(Natural-language object grounding data)
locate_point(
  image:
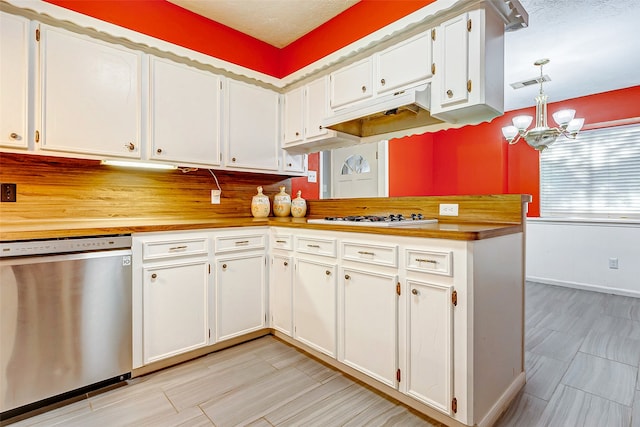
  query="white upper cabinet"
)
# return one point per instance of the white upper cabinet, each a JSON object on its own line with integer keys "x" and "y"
{"x": 404, "y": 64}
{"x": 294, "y": 115}
{"x": 252, "y": 127}
{"x": 352, "y": 83}
{"x": 185, "y": 113}
{"x": 468, "y": 55}
{"x": 91, "y": 99}
{"x": 14, "y": 72}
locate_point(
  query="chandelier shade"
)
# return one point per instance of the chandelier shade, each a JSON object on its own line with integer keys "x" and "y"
{"x": 541, "y": 135}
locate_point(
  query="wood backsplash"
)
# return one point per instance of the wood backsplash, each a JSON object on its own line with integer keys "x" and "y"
{"x": 62, "y": 188}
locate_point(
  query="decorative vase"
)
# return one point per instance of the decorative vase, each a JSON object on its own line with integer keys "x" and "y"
{"x": 282, "y": 203}
{"x": 299, "y": 206}
{"x": 260, "y": 207}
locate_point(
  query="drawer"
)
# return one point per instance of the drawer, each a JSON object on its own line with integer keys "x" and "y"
{"x": 316, "y": 246}
{"x": 175, "y": 248}
{"x": 386, "y": 255}
{"x": 437, "y": 262}
{"x": 239, "y": 242}
{"x": 282, "y": 241}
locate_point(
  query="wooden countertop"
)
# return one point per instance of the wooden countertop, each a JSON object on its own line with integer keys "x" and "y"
{"x": 27, "y": 230}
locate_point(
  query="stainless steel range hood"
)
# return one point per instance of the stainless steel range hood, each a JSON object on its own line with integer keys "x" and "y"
{"x": 400, "y": 111}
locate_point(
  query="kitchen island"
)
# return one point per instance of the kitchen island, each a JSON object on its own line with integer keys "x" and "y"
{"x": 431, "y": 315}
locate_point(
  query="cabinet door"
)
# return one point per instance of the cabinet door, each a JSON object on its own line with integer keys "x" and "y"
{"x": 369, "y": 324}
{"x": 316, "y": 105}
{"x": 293, "y": 116}
{"x": 351, "y": 84}
{"x": 405, "y": 64}
{"x": 252, "y": 133}
{"x": 430, "y": 339}
{"x": 90, "y": 95}
{"x": 296, "y": 163}
{"x": 14, "y": 72}
{"x": 314, "y": 305}
{"x": 175, "y": 318}
{"x": 240, "y": 295}
{"x": 184, "y": 113}
{"x": 281, "y": 293}
{"x": 451, "y": 48}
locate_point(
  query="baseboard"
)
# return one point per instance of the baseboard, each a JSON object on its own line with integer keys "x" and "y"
{"x": 585, "y": 286}
{"x": 504, "y": 401}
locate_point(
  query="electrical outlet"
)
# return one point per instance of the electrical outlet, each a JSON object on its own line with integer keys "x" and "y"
{"x": 8, "y": 192}
{"x": 215, "y": 197}
{"x": 450, "y": 209}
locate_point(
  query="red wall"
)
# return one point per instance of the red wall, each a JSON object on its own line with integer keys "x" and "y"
{"x": 477, "y": 160}
{"x": 166, "y": 21}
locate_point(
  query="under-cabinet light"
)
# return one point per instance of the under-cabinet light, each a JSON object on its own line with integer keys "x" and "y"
{"x": 142, "y": 165}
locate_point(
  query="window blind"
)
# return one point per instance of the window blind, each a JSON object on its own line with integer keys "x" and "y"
{"x": 596, "y": 175}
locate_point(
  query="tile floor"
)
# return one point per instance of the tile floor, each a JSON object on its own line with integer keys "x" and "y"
{"x": 582, "y": 359}
{"x": 582, "y": 356}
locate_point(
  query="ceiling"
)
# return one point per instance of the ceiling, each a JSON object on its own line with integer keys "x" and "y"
{"x": 592, "y": 44}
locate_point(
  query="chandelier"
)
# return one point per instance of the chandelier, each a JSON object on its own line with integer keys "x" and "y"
{"x": 541, "y": 136}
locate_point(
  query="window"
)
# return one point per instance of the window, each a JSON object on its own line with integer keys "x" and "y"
{"x": 597, "y": 175}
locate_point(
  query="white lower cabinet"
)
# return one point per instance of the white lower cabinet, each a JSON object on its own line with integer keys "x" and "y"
{"x": 368, "y": 319}
{"x": 314, "y": 305}
{"x": 175, "y": 309}
{"x": 429, "y": 350}
{"x": 240, "y": 295}
{"x": 281, "y": 287}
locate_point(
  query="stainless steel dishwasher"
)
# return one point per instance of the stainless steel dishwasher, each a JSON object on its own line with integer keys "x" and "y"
{"x": 65, "y": 319}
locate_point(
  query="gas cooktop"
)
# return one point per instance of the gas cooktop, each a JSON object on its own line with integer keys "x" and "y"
{"x": 393, "y": 220}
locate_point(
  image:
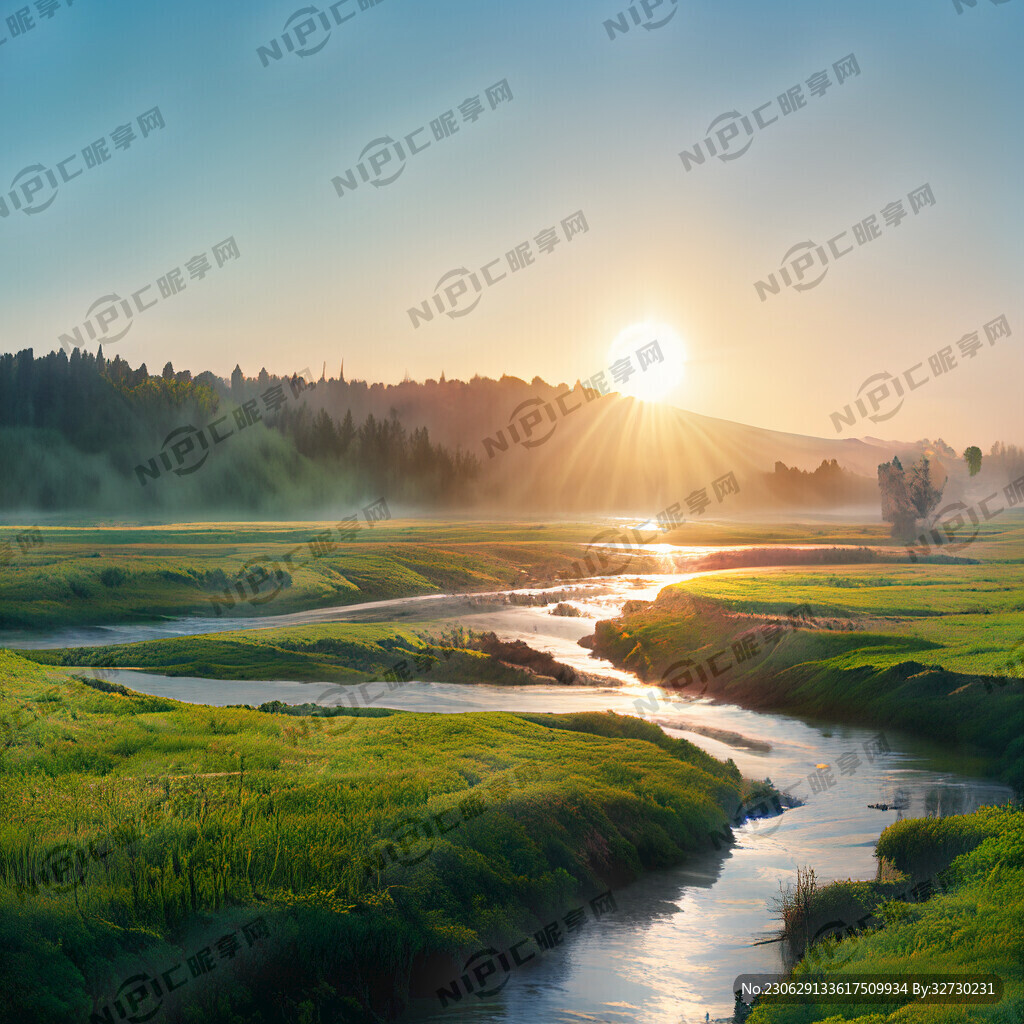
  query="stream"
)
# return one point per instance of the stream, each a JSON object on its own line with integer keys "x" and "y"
{"x": 678, "y": 939}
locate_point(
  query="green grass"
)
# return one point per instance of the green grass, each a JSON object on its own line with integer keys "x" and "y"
{"x": 214, "y": 815}
{"x": 342, "y": 652}
{"x": 973, "y": 927}
{"x": 167, "y": 567}
{"x": 922, "y": 648}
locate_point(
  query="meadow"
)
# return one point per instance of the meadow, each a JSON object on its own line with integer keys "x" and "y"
{"x": 968, "y": 871}
{"x": 931, "y": 649}
{"x": 136, "y": 829}
{"x": 338, "y": 652}
{"x": 97, "y": 574}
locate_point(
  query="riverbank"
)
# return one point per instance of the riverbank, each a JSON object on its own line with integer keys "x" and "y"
{"x": 341, "y": 652}
{"x": 948, "y": 900}
{"x": 876, "y": 659}
{"x": 77, "y": 577}
{"x": 305, "y": 865}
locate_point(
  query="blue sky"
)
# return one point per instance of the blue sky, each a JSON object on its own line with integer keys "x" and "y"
{"x": 595, "y": 124}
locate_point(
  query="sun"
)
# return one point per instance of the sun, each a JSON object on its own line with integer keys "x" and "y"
{"x": 656, "y": 379}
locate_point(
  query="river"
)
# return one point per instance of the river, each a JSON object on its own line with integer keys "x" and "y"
{"x": 679, "y": 938}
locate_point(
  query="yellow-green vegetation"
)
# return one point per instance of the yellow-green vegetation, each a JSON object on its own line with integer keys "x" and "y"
{"x": 922, "y": 648}
{"x": 340, "y": 652}
{"x": 97, "y": 574}
{"x": 133, "y": 828}
{"x": 973, "y": 927}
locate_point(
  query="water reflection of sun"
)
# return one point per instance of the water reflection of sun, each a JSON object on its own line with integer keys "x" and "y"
{"x": 656, "y": 380}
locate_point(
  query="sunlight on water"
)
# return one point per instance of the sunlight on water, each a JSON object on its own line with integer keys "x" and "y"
{"x": 680, "y": 937}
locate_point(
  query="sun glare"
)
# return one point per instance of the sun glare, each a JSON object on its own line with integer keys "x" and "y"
{"x": 651, "y": 380}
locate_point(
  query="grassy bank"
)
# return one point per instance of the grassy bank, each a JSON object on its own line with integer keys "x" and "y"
{"x": 919, "y": 648}
{"x": 137, "y": 834}
{"x": 73, "y": 576}
{"x": 341, "y": 652}
{"x": 971, "y": 925}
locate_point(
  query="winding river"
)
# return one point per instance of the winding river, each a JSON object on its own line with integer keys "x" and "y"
{"x": 679, "y": 938}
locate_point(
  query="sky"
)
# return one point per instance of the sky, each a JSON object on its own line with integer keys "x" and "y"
{"x": 591, "y": 120}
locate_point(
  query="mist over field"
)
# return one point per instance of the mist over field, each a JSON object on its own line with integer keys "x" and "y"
{"x": 511, "y": 513}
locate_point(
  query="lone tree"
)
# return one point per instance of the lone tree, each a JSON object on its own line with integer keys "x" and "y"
{"x": 907, "y": 498}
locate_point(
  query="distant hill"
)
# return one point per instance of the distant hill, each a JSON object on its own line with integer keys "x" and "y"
{"x": 85, "y": 433}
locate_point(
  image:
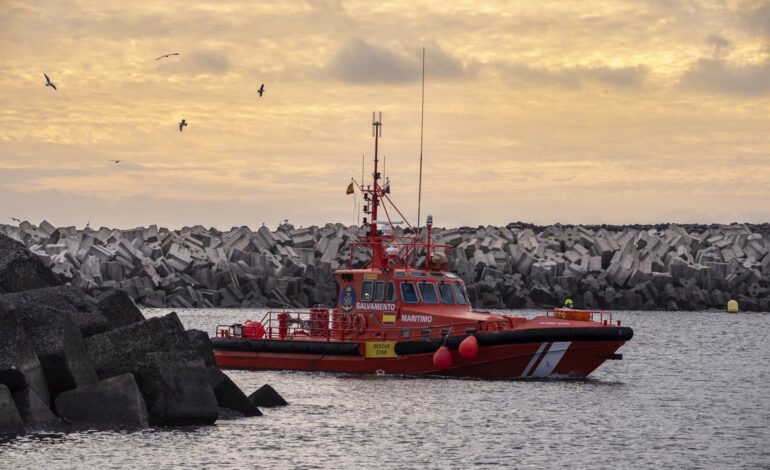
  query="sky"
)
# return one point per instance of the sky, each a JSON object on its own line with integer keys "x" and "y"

> [WHAT YOU ARE ASKED TO DO]: Please reproduce the lines above from the one containing "# return one point per instance of the distant" through the final line, exactly and inclusively, leaving out each picture.

> [REPLY TO THE TASK]:
# return one point per instance of the distant hill, each a JSON object on its own line with integer keys "x" and "y"
{"x": 85, "y": 433}
locate_point(
  image:
  query="sky"
)
# return one point per instance of the sky, each a JSON object on its own line with integer keys "x" and "y"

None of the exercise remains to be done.